> Required work
Print the full listing exactly.

+---+

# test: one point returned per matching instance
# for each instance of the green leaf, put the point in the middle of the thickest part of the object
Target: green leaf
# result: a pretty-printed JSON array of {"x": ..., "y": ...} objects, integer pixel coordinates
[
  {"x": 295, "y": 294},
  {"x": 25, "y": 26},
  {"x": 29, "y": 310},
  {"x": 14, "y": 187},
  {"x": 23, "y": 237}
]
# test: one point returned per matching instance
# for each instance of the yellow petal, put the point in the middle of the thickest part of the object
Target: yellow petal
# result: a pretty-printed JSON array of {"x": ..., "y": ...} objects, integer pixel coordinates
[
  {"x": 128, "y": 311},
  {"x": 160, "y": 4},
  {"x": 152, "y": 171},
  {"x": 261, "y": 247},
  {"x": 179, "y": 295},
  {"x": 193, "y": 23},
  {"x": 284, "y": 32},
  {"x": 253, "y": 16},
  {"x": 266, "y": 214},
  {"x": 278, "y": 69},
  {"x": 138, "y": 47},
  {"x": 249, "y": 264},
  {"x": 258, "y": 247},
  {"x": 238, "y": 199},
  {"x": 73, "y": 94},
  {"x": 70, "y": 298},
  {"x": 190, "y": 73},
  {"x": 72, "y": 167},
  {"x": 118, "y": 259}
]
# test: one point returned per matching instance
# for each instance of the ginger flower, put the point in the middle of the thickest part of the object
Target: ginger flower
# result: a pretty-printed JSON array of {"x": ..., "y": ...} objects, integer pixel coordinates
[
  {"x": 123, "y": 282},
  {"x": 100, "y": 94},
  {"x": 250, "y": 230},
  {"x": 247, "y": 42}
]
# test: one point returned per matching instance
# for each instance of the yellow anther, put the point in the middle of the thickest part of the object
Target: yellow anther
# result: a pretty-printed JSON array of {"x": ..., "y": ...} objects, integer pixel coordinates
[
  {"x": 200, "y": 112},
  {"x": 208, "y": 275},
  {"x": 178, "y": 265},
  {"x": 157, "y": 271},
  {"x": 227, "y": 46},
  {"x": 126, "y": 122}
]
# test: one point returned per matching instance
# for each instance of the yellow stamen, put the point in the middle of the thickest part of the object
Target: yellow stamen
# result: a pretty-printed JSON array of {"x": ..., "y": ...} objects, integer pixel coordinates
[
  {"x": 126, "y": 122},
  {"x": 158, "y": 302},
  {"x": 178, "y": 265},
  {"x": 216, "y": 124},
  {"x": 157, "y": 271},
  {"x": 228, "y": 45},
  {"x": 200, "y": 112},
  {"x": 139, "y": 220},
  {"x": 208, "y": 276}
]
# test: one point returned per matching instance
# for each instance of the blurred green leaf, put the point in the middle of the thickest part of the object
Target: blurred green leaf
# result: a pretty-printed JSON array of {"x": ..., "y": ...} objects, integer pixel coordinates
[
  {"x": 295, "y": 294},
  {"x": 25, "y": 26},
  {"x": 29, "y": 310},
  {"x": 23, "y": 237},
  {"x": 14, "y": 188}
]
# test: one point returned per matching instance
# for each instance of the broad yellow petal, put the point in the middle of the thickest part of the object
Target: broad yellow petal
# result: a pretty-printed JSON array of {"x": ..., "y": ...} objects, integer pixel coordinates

+---+

> Right answer
# test: one point returned per matching instance
# for each instance of the green leaf, put the point in the middle of the thickest part of the object
Target: green leaf
# result: a pretty-printed JSON array of {"x": ..., "y": ...} objects, integer pixel coordinates
[
  {"x": 295, "y": 294},
  {"x": 25, "y": 26},
  {"x": 29, "y": 310},
  {"x": 14, "y": 187},
  {"x": 23, "y": 237}
]
# test: one point returned per matching instance
# for each instance of the yellow petal, put the point in the middle of the thickest part of the object
Target: yellow petal
# result: a pretty-printed JSON array of {"x": ..., "y": ...} objects, integer pixel coordinates
[
  {"x": 128, "y": 311},
  {"x": 160, "y": 4},
  {"x": 152, "y": 171},
  {"x": 261, "y": 247},
  {"x": 179, "y": 295},
  {"x": 193, "y": 23},
  {"x": 284, "y": 32},
  {"x": 253, "y": 16},
  {"x": 266, "y": 214},
  {"x": 278, "y": 69},
  {"x": 138, "y": 47},
  {"x": 249, "y": 264},
  {"x": 258, "y": 247},
  {"x": 238, "y": 199},
  {"x": 73, "y": 94},
  {"x": 70, "y": 298},
  {"x": 190, "y": 73},
  {"x": 72, "y": 167},
  {"x": 118, "y": 259}
]
# test: one point returned per matching instance
# for each instance of the ginger flower, put the point in the middle of the thickest part of the object
Target: ginger flower
# result: a pretty-printed JSON array of {"x": ..., "y": ...} objects, integer pixel coordinates
[
  {"x": 123, "y": 282},
  {"x": 100, "y": 94},
  {"x": 250, "y": 230},
  {"x": 247, "y": 42}
]
# test: one point returned per matching instance
# for each instance of the yellow anther, put the point in the middle of the thickest part of the object
Target: yellow anther
# result: a pretty-printed JSON array of {"x": ..., "y": ...} objects, integer pixel coordinates
[
  {"x": 200, "y": 112},
  {"x": 208, "y": 275},
  {"x": 178, "y": 265},
  {"x": 157, "y": 271},
  {"x": 227, "y": 46},
  {"x": 126, "y": 122}
]
# test: one point returned per matching instance
# for each instance of the yellow stamen, put the point in the middle of the thickest part of the object
Target: yellow stamen
# result: a pretty-printed JSON array of {"x": ..., "y": ...} objects, integer pixel coordinates
[
  {"x": 126, "y": 122},
  {"x": 158, "y": 302},
  {"x": 178, "y": 265},
  {"x": 216, "y": 124},
  {"x": 157, "y": 271},
  {"x": 228, "y": 45},
  {"x": 200, "y": 112},
  {"x": 139, "y": 220},
  {"x": 208, "y": 276}
]
# test: one point returned per matching instance
# for each instance of the blurred green leaf, put the point in the middle of the thickest part of the object
Target: blurred green leaf
# result: a pretty-printed JSON array of {"x": ..., "y": ...} objects, integer pixel coordinates
[
  {"x": 295, "y": 294},
  {"x": 25, "y": 26},
  {"x": 29, "y": 310},
  {"x": 23, "y": 237},
  {"x": 14, "y": 188}
]
# test: one point returned per matching instance
# for each instance of the broad yellow petal, put the point in the middle of the thickest part of the object
Target: broad yellow petal
# result: a pretty-printed JSON array of {"x": ..., "y": ...} objects, integer pixel coordinates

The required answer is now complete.